Zu erledigende Aufgaben
**A)** Prüfe, ob die folgenden Aussagen mit dem Text über ländliche Bildungsstätten übereinstimmen: (i) Das Café in Trebnitz bietet einen Mittagstisch an. (ii) Seminarangebote zur politischen Bildung für die Bewohner*innen sind in Trebnitz das Hauptziel. (iii) Die Kurse zum „Dorfmoderator“ werden aus Bundesmitteln gefördert. Beantworte jede Aussage mit Ja oder Nein und zitiere die entscheidenden Worte des Texts genau.
**B)** Fasse den Text über ländliche Bildungsstätten in zwei Sätzen zusammen.
**C)** Kopiere bitte aus dem Text über ländliche Bildungsstätten den Abschnitt zwischen „Ähnlich verhält es“ und „der Feldsteinscheune wieder.“, beide eingeschlossen, wortgetreu.

Vorliegender Text
####################

Ähnlich verhält es sich mit dem Cafébetrieb, der in Trebnitz eingerichtet wurde. Von einer „Schülerfirma“ betrieben, schafft er einen weiteren öffentlichen Zugang zur Bildungsstätte mit einem Mittagstisch sowie Kaffee und Kuchen.

Inhaltliche Angebote, die mit dem zentralen Thema der deutsch-polnischen Begegnung zu tun haben, finden sich in den öffentlichen „Schlossgesprächen“ und den Konzerten in der Feldsteinscheune wieder.
Das Beispiel Trebnitz zeigt, wie mit unterschiedlichen Mitteln eine Verbindung zum räumlichen Umfeld der Einrichtung im ländlichen Raum hergestellt werden kann. Politische Bildung im Sinne von Seminarangeboten für die Bewohner*innen stellt dabei nicht das primäre Ziel dar. Durch die oben beschriebenen Angebote nimmt die Bildungsstätte die früheren Aufgaben einer Dorfschule war, nämlich als Ort der Kultur und des sozialen Lebens.
Dialogbereitschaft und Aushandlungsprozesse im lokalen Bereich benötigen mitunter einen neutralen „dritten Ort“, der nicht vorbelastet oder einer bestimmten Gruppe zugeschrieben wird.
Zur Verbesserung dieses sozialen Lebens bzw. Miteinanders werden in Niedersachsen Ausbildungen für ehrenamtliche Akteure zum „Dorfmoderator“ bzw. zur „Dorfmoderatorin“ gefördert. Dieser mehrmodulige Kurs richtet sich an Menschen, die in den Dörfern abseits vom oder in Verbindung mit dem Gemeinderat etwas bewegen und Menschen zu gemeinsamen Aktionen motivieren wollen. Diese Kurse fanden u. a. auch in Bildungsstätten, wie z. B. in Mariaspring – Ländliche Heimvolkshochschule e. V. statt, um die Expertise der Einrichtung, deren Lage im ländlichen Raum und deren Infrastruktur zu nutzen. Gefördert werden diese Kurse aus ELER-Mitteln, dem Europäischen Landwirtschaftsfonds für die Entwicklung des ländlichen Raums. Neben Land- und Forstwirtschaft soll damit auch eine strukturelle Förderung des ländlichen Raums u. a. durch die soziale Inklusion erfolgen, wie z. B. durch die Stärkung von freiwilligen Akteuren in den Dörfern.

####################

Datensätze

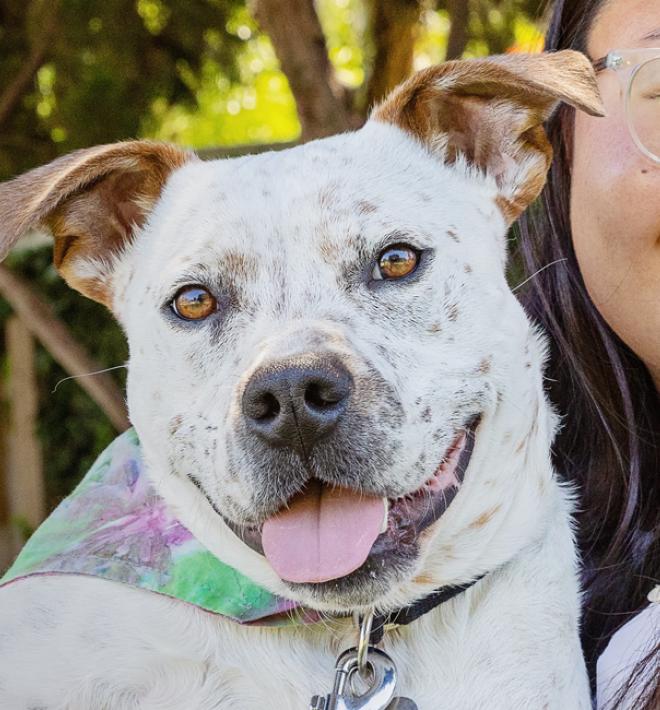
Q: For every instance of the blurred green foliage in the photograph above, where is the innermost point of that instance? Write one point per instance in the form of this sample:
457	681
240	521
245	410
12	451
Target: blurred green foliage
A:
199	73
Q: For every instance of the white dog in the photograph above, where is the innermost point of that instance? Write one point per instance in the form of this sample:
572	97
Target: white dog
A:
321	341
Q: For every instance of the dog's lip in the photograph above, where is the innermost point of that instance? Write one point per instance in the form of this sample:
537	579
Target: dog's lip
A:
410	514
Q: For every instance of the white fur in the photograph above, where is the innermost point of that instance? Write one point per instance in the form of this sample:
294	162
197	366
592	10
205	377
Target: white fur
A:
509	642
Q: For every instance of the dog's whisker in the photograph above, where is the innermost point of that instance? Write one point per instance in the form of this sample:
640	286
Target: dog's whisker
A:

####################

Lösungen je Aufgabe
**A)**
(i) Ja: „mit einem Mittagstisch sowie Kaffee und Kuchen“
(ii) Nein: „Politische Bildung im Sinne von Seminarangeboten für die Bewohner*innen stellt dabei nicht das primäre Ziel dar.“
(iii) Nein: „Gefördert werden diese Kurse aus ELER-Mitteln, dem Europäischen Landwirtschaftsfonds für die Entwicklung des ländlichen Raums.“

**B)** Die Bildungsstätte in Trebnitz stellt mit einem von einer Schülerfirma betriebenen Café, öffentlichen „Schlossgesprächen“ und Konzerten in der Feldsteinscheune eine Verbindung zu ihrem ländlichen Umfeld her, wobei politische Bildung für die Bewohner*innen nicht das primäre Ziel ist. In Niedersachsen werden außerdem aus ELER-Mitteln geförderte Ausbildungen für ehrenamtliche Akteure zum „Dorfmoderator“ angeboten, die u. a. in Bildungsstätten wie Mariaspring stattfanden.

**C)**
Ähnlich verhält es sich mit dem Cafébetrieb, der in Trebnitz eingerichtet wurde. Von einer „Schülerfirma“ betrieben, schafft er einen weiteren öffentlichen Zugang zur Bildungsstätte mit einem Mittagstisch sowie Kaffee und Kuchen.

Inhaltliche Angebote, die mit dem zentralen Thema der deutsch-polnischen Begegnung zu tun haben, finden sich in den öffentlichen „Schlossgesprächen“ und den Konzerten in der Feldsteinscheune wieder.